MATERIAL PROVIDED |
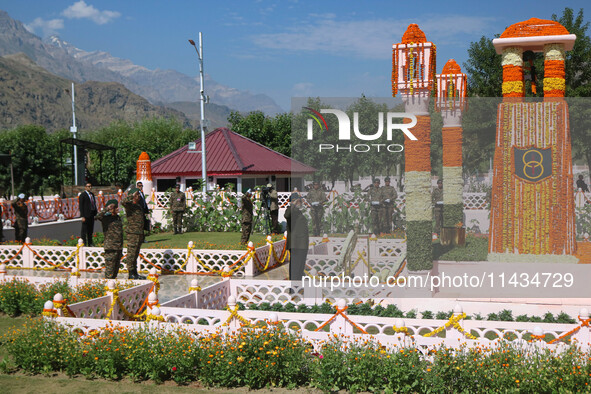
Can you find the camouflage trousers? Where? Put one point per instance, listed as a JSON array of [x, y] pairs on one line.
[[134, 244], [246, 230], [21, 228], [317, 215], [386, 216], [375, 220], [177, 221], [112, 262], [438, 214]]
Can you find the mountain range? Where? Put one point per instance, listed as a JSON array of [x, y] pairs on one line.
[[36, 74]]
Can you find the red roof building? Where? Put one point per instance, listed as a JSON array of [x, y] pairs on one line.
[[231, 158]]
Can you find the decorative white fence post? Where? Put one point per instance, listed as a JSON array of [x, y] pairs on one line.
[[232, 322], [339, 325], [192, 263], [111, 293], [401, 333], [81, 255], [58, 299], [452, 334], [583, 335], [28, 256], [249, 268], [74, 277]]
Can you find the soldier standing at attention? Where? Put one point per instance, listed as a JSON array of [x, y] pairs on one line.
[[388, 200], [1, 225], [316, 198], [21, 224], [135, 231], [177, 208], [88, 209], [374, 196], [113, 230], [297, 241], [438, 205], [274, 207], [246, 211]]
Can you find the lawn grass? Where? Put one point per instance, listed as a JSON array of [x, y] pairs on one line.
[[60, 383], [203, 240], [476, 249]]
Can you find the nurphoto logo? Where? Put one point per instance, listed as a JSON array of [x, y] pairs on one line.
[[344, 131]]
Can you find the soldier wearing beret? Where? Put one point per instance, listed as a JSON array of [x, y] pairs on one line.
[[297, 238], [316, 198], [388, 199], [113, 231], [177, 208], [21, 223], [135, 230]]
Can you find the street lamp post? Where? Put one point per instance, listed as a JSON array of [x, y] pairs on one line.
[[202, 101], [73, 130]]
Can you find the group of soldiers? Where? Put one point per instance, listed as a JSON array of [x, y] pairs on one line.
[[113, 231]]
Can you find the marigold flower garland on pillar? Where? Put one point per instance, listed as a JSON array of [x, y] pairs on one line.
[[532, 209], [554, 72], [513, 72], [413, 71], [451, 100]]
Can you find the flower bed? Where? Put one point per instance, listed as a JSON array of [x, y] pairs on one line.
[[274, 357], [26, 295]]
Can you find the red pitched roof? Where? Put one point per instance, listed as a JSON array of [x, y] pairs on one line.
[[228, 153]]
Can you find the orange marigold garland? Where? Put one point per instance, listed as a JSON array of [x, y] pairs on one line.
[[534, 27], [532, 217]]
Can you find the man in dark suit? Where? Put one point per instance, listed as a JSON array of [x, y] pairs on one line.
[[88, 211], [297, 238]]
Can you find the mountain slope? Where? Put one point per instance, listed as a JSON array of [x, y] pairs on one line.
[[167, 86], [32, 95]]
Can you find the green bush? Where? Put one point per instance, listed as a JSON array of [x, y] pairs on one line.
[[20, 297]]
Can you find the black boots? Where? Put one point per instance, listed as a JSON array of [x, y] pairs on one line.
[[134, 275]]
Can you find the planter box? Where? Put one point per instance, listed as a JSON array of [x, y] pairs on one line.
[[453, 236]]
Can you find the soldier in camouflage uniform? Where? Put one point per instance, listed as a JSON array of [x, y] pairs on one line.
[[438, 205], [177, 209], [246, 212], [316, 198], [21, 224], [388, 202], [1, 225], [374, 197], [135, 231], [113, 231]]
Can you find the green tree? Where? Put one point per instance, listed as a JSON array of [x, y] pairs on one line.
[[484, 69], [35, 160], [578, 78], [156, 136], [273, 132]]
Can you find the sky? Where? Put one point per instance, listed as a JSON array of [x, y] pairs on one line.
[[283, 49]]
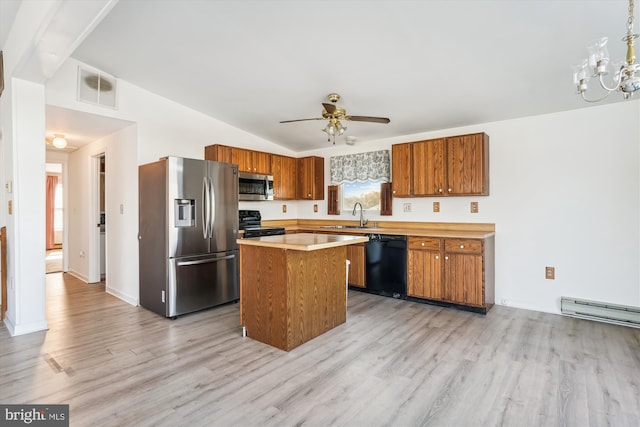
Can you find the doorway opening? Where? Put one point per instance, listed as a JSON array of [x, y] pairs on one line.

WHAT IS REQUIRED |
Could you copy out every line above word for word, leaving out the pictures?

WRITTEN RESPONSE |
Can you find the camouflage trousers? Where? Put one point per instance, listed as a JSON array of [x, y] pairs on one line.
[[134, 244], [246, 230], [21, 228], [317, 215], [386, 216], [375, 220], [177, 221], [112, 262], [438, 214]]
Can you find the mountain range? Where? Put one point per instance, listed as a JSON array of [x, y] pairs on one line.
[[36, 74]]
Can you find the red roof building? Where? Put one point per instance, listed as a JSON array of [x, y] pairs on one line.
[[231, 158]]
Can you find the decorative white fence post? Where? Put one point per instance, listed as a JSON array of [x, y] pairs on one line.
[[232, 322], [339, 325], [192, 263], [111, 293], [401, 333], [81, 255], [58, 299], [452, 334], [583, 335], [28, 256], [249, 268], [74, 277]]
Can you find the soldier standing at attention? Where? Put one point per instance, listed as a JSON array of [x, y] pairs on one line.
[[388, 200], [1, 225], [316, 198], [21, 224], [135, 231], [177, 208], [88, 209], [374, 196], [113, 230], [297, 241], [438, 205], [274, 207], [246, 211]]
Can you find the lawn grass? Where? Put one point per instance, listed as a JSON array of [x, y] pairs on one line.
[[60, 383], [203, 240], [476, 249]]
Can you find the nurphoto logo? Where? Put one point per instance, listed as a JSON array of [x, y] pairs on one line.
[[344, 131]]
Can you find the soldier wearing beret? Where? Put one point per instance, listed as a JSON array of [x, y] pairs on one line.
[[297, 238], [316, 198], [388, 199], [113, 231], [177, 208], [21, 223], [135, 230]]
Can you find the street lamp post? Where? Put one point per instance, listed as a JSON array of [x, y] pairs on one line.
[[202, 101], [73, 130]]
Can you find the group of soldiers? Where? Put one point per instance, listed as a JSON array of [x, y] pairs on one line.
[[113, 231]]
Can you find the marigold flower garland on pillar? Where? Put one point per instance, listed as a JSON array of [x, y] pairs on one line.
[[532, 209], [554, 72], [513, 72], [413, 71], [451, 100]]
Can you find the flower bed? Where? Put one point per instance, listed as a JSON array of [x, y] pairs on one line.
[[274, 357], [26, 295]]
Can you find the red pitched roof? Where? Put one point per instance, listed as a JSON array of [x, y] pairs on one line.
[[228, 153]]
Can you find the orange marigold garland? Where? Put one point per instance, listed as a JSON array of [x, y] pairs on one line.
[[534, 27], [532, 217]]
Can you find the man in dark suit? Where? Put one point per instance, listed as a JSON array of [x, y] pairs on one line.
[[88, 211], [297, 238]]
Can you find the mountain slope? Where? Put one point per instance, listed as a JSON array of [x, y] pairs on one line.
[[167, 86], [32, 95]]
Can you find the green bush? Where? Put one point per instance, listed as a JSON array of [x, y] pairs on one line.
[[20, 297]]
Can you find the black boots? Where? Put one point per instance, listed as a JSON array of [x, y] pairs on one line.
[[134, 275]]
Can you find the planter box? Where? Put one point per instance, listed as a JSON array of [x, y] pairs on one line.
[[453, 236]]
Can you find the soldier in camouflage uniform? Where? Put one point per instance, listed as a JSON array of [x, y] pairs on one line.
[[438, 205], [177, 209], [246, 212], [316, 198], [21, 224], [388, 202], [1, 225], [374, 197], [135, 231], [113, 231]]
Can you find the green tree? Where? Put one point per instance, listed as a JSON array of [x, y] pairs on one line.
[[484, 69], [35, 160], [578, 78], [156, 136], [273, 132]]
Can you find the sky? Where? Put one point per instance, listed as a JSON array of [x, y] pairs on one line.
[[283, 49]]
Can you find the doorway opening? Where? Put one point per instance, listed as a JSON array of [x, y] pairs on one line.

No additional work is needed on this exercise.